**WHAT TO DO:**
Can you write out the CA 29 passage starting at "Budgeting by charter" and ending at "would be unprotected.", replacing "Library lovers" with "Library supporters"?

------ PASSAGE SHOWN

Damaging “Good Government”

CA 29 is harmful because it violates important “good government” principles about the purpose of a charter.  Breaking these norms will set a damaging precedent for the body politic.  Like a constitution, a charter is a foundational document defining the structure, powers and responsibilities of city government.  CA 29 has nothing to with any of these.  At its core CA 29 is the stuff of legislation aimed at adopting policies and the programs intended to achieve them.

Normally you would expect CA 29 to take the form of an initiative rather than a charter amendment. By law, however, an initiative cannot budget money and it can be amended by City Hall two years after passage.  A charter amendment can budget and it cannot be changed except by the voters.

CA 29 is the first charter amendment ever to allocate a specific percentage of the City’s budget to a specific purpose. It puts 12% of the City’s General Fund (i.e., money that can be spent on most city functions) in a “lock box” until 2028 to be spent only on “human services.”  This lack of flexibility and accountability is “bad government,” because budgets should weigh all the competing needs at a moment in time and then allocate limited funds based on judgments about priorities.  Priorities and strategies to implement policy change over time.  Elected officials make annual budget decisions, can adjust funding and strategies in real time as needed and can be held accountable for their decisions.  CA 29 eliminates all of this for 12% of the General Fund.

Ironically, recent events demonstrate the importance of the budget flexibility that CA 29 abandons.  Proponents estimate the 12% “lockbox” would increase funding for human services (not just for the homeless) by $18 million.  The American Rescue Plan Act (Covid relief) sends Seattle $12 million specifically for housing assistance for the homeless and another $239 million in General Fund support which, among other things, could be used for homeless services.  It is unnecessary to lock up 12% by amending the Charter.[6] 

Budgeting by charter sets a dangerous precedent because advocates for libraries, parks, fire, police, infrastructure and all the other services relying on the General Fund will see the opportunity and the threat.  For example, libraries have seen a steady erosion of the General Fund percentage of their budget as the City increasingly relies on passing special levies (where voters increase their taxes) specifically to fund libraries while reallocating General Funds to other purposes.  Library lovers will see the opportunity to “lock up” their General Fund share and the threat posed by others locking up theirs before the libraries do.  In fact, this is happening in CA 29 where only park General Funds are protected against any reduction resulting from CA 29’s lockbox, while libraries would be unprotected.

------------
------ DATASET CONTENT

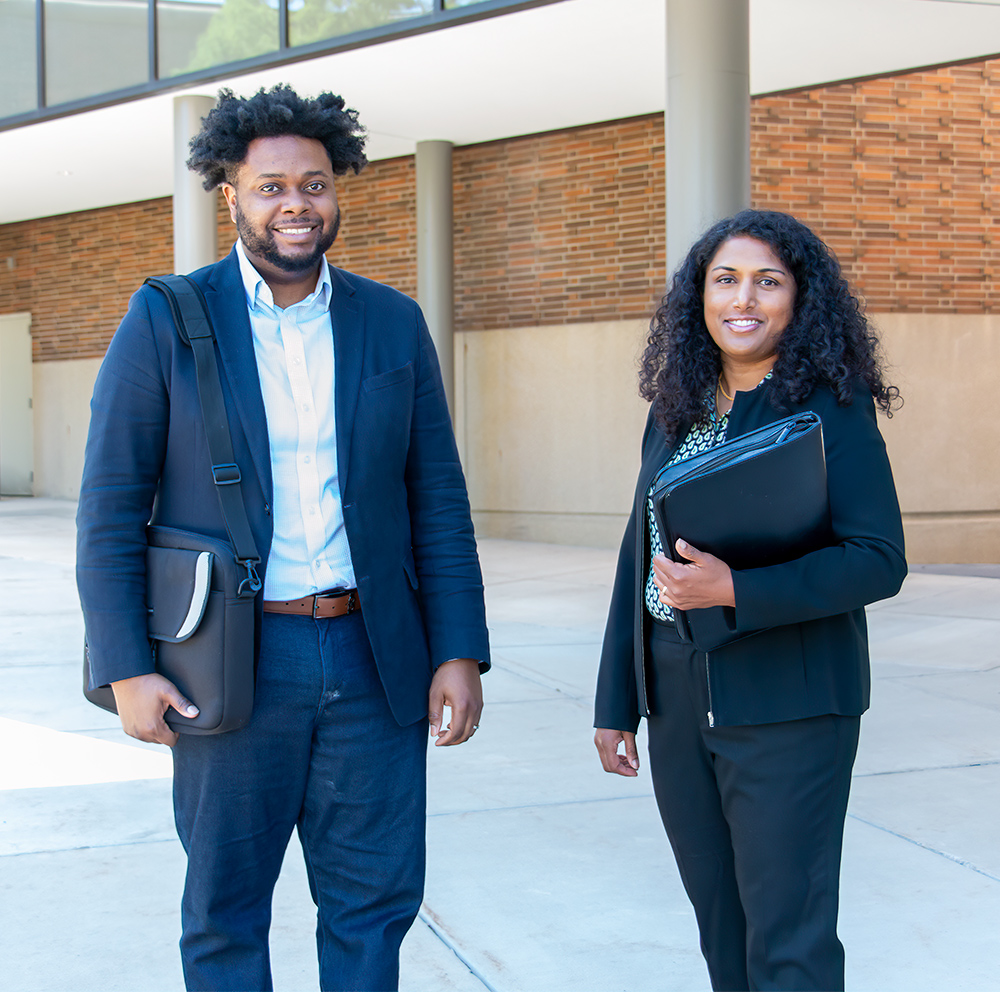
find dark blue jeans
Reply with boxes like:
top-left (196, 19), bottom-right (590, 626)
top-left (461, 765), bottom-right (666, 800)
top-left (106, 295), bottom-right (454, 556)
top-left (173, 614), bottom-right (427, 992)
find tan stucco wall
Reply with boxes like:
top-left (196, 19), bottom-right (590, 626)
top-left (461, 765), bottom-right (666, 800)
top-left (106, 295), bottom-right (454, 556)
top-left (32, 358), bottom-right (101, 499)
top-left (455, 320), bottom-right (646, 547)
top-left (871, 314), bottom-right (1000, 562)
top-left (33, 314), bottom-right (1000, 562)
top-left (456, 314), bottom-right (1000, 562)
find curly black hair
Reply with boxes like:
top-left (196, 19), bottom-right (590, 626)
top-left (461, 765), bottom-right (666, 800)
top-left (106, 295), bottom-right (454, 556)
top-left (187, 83), bottom-right (368, 189)
top-left (639, 210), bottom-right (901, 441)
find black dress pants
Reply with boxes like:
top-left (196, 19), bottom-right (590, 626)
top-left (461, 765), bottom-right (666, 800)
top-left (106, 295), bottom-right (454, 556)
top-left (648, 623), bottom-right (861, 992)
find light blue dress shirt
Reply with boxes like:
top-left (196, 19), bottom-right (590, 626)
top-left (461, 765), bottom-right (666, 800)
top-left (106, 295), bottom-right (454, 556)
top-left (236, 241), bottom-right (356, 600)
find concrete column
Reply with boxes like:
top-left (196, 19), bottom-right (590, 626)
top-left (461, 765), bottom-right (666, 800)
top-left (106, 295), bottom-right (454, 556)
top-left (173, 95), bottom-right (218, 272)
top-left (665, 0), bottom-right (750, 275)
top-left (417, 141), bottom-right (455, 416)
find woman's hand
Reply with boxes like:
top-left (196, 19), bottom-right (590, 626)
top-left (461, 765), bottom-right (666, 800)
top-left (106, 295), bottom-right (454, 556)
top-left (594, 727), bottom-right (639, 778)
top-left (653, 539), bottom-right (736, 610)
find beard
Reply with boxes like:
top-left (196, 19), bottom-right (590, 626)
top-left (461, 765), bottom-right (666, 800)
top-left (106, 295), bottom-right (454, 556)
top-left (236, 203), bottom-right (340, 273)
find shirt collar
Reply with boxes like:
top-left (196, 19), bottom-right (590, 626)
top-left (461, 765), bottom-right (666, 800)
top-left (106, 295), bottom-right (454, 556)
top-left (236, 239), bottom-right (333, 310)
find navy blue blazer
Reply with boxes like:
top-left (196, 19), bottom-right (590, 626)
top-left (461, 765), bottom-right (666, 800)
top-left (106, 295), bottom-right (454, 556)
top-left (77, 251), bottom-right (489, 725)
top-left (594, 381), bottom-right (906, 732)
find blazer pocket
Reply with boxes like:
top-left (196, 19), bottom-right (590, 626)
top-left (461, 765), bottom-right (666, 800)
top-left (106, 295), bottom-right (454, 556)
top-left (362, 362), bottom-right (413, 393)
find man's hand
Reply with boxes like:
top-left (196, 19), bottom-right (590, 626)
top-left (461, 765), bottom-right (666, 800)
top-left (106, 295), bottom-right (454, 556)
top-left (594, 727), bottom-right (639, 778)
top-left (427, 658), bottom-right (483, 747)
top-left (653, 540), bottom-right (736, 610)
top-left (111, 674), bottom-right (198, 747)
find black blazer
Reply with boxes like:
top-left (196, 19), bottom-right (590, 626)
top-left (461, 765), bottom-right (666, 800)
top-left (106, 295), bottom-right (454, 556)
top-left (77, 251), bottom-right (489, 725)
top-left (594, 381), bottom-right (906, 732)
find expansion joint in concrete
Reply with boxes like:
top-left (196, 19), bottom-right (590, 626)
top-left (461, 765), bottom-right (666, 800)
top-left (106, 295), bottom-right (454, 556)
top-left (419, 910), bottom-right (498, 992)
top-left (847, 813), bottom-right (1000, 882)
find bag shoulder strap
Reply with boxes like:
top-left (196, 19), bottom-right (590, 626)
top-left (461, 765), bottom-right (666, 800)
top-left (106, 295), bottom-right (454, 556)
top-left (146, 275), bottom-right (261, 597)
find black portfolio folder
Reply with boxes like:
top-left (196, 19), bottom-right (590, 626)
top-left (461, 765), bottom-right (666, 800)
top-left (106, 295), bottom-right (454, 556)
top-left (652, 412), bottom-right (830, 651)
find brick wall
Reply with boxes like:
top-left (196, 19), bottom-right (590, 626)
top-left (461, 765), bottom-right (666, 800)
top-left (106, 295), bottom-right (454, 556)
top-left (0, 51), bottom-right (1000, 361)
top-left (454, 114), bottom-right (666, 330)
top-left (751, 60), bottom-right (1000, 313)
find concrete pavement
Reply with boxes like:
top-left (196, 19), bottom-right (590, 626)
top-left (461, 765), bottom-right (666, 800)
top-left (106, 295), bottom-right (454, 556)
top-left (0, 499), bottom-right (1000, 992)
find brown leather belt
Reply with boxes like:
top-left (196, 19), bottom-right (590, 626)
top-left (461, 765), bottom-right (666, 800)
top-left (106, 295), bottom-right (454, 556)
top-left (264, 589), bottom-right (361, 620)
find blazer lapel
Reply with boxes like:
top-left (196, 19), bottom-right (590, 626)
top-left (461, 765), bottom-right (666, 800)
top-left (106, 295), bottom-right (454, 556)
top-left (330, 265), bottom-right (365, 494)
top-left (205, 249), bottom-right (273, 500)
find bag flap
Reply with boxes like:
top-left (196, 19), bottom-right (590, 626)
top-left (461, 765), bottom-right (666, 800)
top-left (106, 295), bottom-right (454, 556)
top-left (146, 546), bottom-right (215, 642)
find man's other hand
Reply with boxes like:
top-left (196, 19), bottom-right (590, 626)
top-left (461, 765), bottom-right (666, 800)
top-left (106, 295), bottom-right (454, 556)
top-left (111, 674), bottom-right (198, 747)
top-left (427, 658), bottom-right (483, 747)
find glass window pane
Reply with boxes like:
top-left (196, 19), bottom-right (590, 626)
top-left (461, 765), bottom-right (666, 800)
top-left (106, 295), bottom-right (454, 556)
top-left (288, 0), bottom-right (434, 45)
top-left (156, 0), bottom-right (278, 79)
top-left (45, 0), bottom-right (149, 105)
top-left (0, 0), bottom-right (38, 117)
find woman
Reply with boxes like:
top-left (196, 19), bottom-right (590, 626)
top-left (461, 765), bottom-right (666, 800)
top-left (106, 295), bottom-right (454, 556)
top-left (595, 210), bottom-right (906, 990)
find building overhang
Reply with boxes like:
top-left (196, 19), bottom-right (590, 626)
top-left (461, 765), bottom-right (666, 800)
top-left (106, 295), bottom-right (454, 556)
top-left (0, 0), bottom-right (1000, 224)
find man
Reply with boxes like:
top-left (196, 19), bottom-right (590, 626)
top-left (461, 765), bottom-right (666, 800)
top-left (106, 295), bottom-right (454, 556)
top-left (78, 86), bottom-right (489, 992)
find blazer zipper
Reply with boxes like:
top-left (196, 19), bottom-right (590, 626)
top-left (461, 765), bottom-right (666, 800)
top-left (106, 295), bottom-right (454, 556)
top-left (705, 651), bottom-right (715, 727)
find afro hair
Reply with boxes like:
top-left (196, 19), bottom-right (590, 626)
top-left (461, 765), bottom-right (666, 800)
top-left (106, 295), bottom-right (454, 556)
top-left (187, 84), bottom-right (368, 189)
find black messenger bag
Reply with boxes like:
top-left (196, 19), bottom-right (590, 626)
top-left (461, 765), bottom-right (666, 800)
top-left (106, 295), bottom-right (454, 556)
top-left (83, 276), bottom-right (261, 734)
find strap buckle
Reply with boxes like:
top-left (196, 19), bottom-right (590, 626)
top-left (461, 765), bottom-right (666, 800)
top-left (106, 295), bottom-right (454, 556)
top-left (236, 558), bottom-right (263, 599)
top-left (212, 462), bottom-right (242, 486)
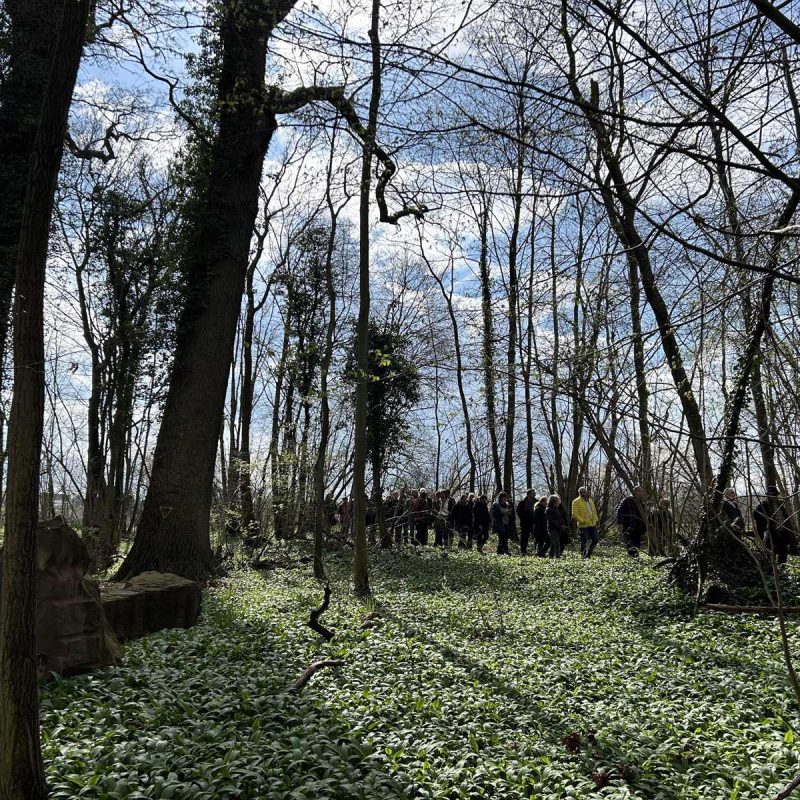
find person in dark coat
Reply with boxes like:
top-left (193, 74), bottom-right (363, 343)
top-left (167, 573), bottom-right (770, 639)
top-left (647, 497), bottom-right (675, 555)
top-left (753, 486), bottom-right (793, 564)
top-left (411, 489), bottom-right (433, 546)
top-left (472, 494), bottom-right (492, 553)
top-left (533, 494), bottom-right (550, 558)
top-left (545, 494), bottom-right (566, 558)
top-left (451, 494), bottom-right (472, 550)
top-left (722, 486), bottom-right (744, 535)
top-left (617, 486), bottom-right (647, 557)
top-left (492, 492), bottom-right (514, 556)
top-left (517, 489), bottom-right (536, 556)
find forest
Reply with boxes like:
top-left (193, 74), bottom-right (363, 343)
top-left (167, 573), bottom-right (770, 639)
top-left (0, 0), bottom-right (800, 800)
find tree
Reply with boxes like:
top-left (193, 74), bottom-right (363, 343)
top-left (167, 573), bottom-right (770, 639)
top-left (0, 0), bottom-right (89, 800)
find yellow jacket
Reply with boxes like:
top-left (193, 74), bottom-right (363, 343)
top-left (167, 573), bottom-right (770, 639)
top-left (572, 495), bottom-right (599, 528)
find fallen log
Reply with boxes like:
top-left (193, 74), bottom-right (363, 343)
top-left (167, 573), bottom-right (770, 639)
top-left (289, 658), bottom-right (344, 694)
top-left (699, 603), bottom-right (800, 616)
top-left (308, 583), bottom-right (335, 642)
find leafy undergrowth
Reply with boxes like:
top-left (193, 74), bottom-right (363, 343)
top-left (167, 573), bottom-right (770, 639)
top-left (42, 548), bottom-right (800, 800)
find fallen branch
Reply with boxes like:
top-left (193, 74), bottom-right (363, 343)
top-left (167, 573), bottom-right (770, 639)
top-left (775, 774), bottom-right (800, 800)
top-left (289, 658), bottom-right (344, 694)
top-left (308, 583), bottom-right (334, 642)
top-left (700, 603), bottom-right (800, 615)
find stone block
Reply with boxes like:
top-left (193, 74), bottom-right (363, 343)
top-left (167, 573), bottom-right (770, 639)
top-left (101, 572), bottom-right (201, 641)
top-left (0, 517), bottom-right (118, 675)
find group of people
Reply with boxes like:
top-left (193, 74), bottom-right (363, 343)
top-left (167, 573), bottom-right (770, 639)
top-left (722, 486), bottom-right (795, 564)
top-left (330, 486), bottom-right (794, 564)
top-left (337, 487), bottom-right (599, 558)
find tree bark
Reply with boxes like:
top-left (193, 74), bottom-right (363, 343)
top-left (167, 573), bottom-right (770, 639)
top-left (118, 0), bottom-right (295, 579)
top-left (0, 0), bottom-right (89, 800)
top-left (353, 0), bottom-right (381, 598)
top-left (0, 0), bottom-right (64, 374)
top-left (478, 196), bottom-right (503, 493)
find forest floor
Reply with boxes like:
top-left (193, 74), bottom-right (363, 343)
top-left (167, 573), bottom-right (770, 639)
top-left (42, 546), bottom-right (800, 800)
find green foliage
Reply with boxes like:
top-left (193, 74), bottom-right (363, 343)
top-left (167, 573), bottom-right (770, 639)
top-left (42, 548), bottom-right (800, 800)
top-left (346, 320), bottom-right (420, 463)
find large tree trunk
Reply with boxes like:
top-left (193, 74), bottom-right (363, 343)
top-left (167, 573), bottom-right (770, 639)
top-left (353, 0), bottom-right (381, 597)
top-left (478, 196), bottom-right (503, 493)
top-left (314, 159), bottom-right (338, 581)
top-left (423, 251), bottom-right (478, 492)
top-left (0, 0), bottom-right (63, 365)
top-left (118, 0), bottom-right (294, 578)
top-left (503, 141), bottom-right (526, 496)
top-left (0, 0), bottom-right (89, 800)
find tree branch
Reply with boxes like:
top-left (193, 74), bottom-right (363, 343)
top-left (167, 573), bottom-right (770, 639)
top-left (267, 86), bottom-right (428, 225)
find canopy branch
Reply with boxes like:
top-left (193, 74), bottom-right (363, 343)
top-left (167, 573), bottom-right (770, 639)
top-left (267, 86), bottom-right (428, 225)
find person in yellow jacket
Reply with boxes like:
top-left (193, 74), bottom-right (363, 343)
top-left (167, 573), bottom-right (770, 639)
top-left (572, 486), bottom-right (600, 558)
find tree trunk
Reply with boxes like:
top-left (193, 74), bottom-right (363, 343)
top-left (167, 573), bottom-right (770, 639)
top-left (314, 150), bottom-right (338, 581)
top-left (432, 260), bottom-right (478, 492)
top-left (353, 0), bottom-right (381, 598)
top-left (0, 0), bottom-right (89, 800)
top-left (0, 0), bottom-right (64, 366)
top-left (118, 0), bottom-right (294, 579)
top-left (478, 197), bottom-right (503, 493)
top-left (503, 141), bottom-right (526, 497)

------------

**TASK RESULT:**
Budgeting by charter sets a dangerous precedent because advocates for libraries, parks, fire, police, infrastructure and all the other services relying on the General Fund will see the opportunity and the threat.  For example, libraries have seen a steady erosion of the General Fund percentage of their budget as the City increasingly relies on passing special levies (where voters increase their taxes) specifically to fund libraries while reallocating General Funds to other purposes.  Library supporters will see the opportunity to “lock up” their General Fund share and the threat posed by others locking up theirs before the libraries do.  In fact, this is happening in CA 29 where only park General Funds are protected against any reduction resulting from CA 29’s lockbox, while libraries would be unprotected.